- **GIVEN EXERCISE 1**: Copy the letter from "This letter sets" up to and including "our response thereto.", reproducing the wording precisely.
- **GIVEN EXERCISE 2**: Rewrite the paragraph of the letter beginning "This letter sets forth the response" as a brief bulleted list that keeps its main facts.
- **GIVEN EXERCISE 3**: According to the letter, on what date was the Form 10-K for the year ended December 31, 2007 filed?

** start TEXT SHOWN **

CORRESP 1 filename1.htm

 

November 17, 2008

 

Mr. Larry Spirgel

Assistant Director

Securities and Exchange Commission

Division of Corporate Finance

100 F Street NE

Washington, D.C. 20549

 

Re:  

Sinclair Broadcast Group, Inc.

 

Form 10-K for the Year ended December 31, 2007

 

Filed February 29, 2008

 

File No. 000-26076

 

Dear Mr. Spirgel:

 

This letter sets forth the response of Sinclair Broadcast Group, Inc. (the “Company”) to the Staff’s comment letter dated November 4, 2008 relating to the Company’s Form 10-K.  For ease of review, we have set forth the comment of your letter and our response thereto.

** end TEXT SHOWN **
** start GIVEN DATA **

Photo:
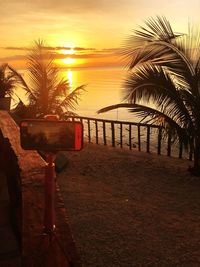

** end GIVEN DATA **

- **SOLUTION 1**:
This letter sets forth the response of Sinclair Broadcast Group, Inc. (the “Company”) to the Staff’s comment letter dated November 4, 2008 relating to the Company’s Form 10-K.  For ease of review, we have set forth the comment of your letter and our response thereto.

- **SOLUTION 2**:
- The letter gives Sinclair Broadcast Group, Inc.'s response to the Staff's comment letter of November 4, 2008.
- The comment letter concerns the Company's Form 10-K.
- For ease of review, the Staff's comment is set out together with the Company's response.

- **SOLUTION 3**: February 29, 2008.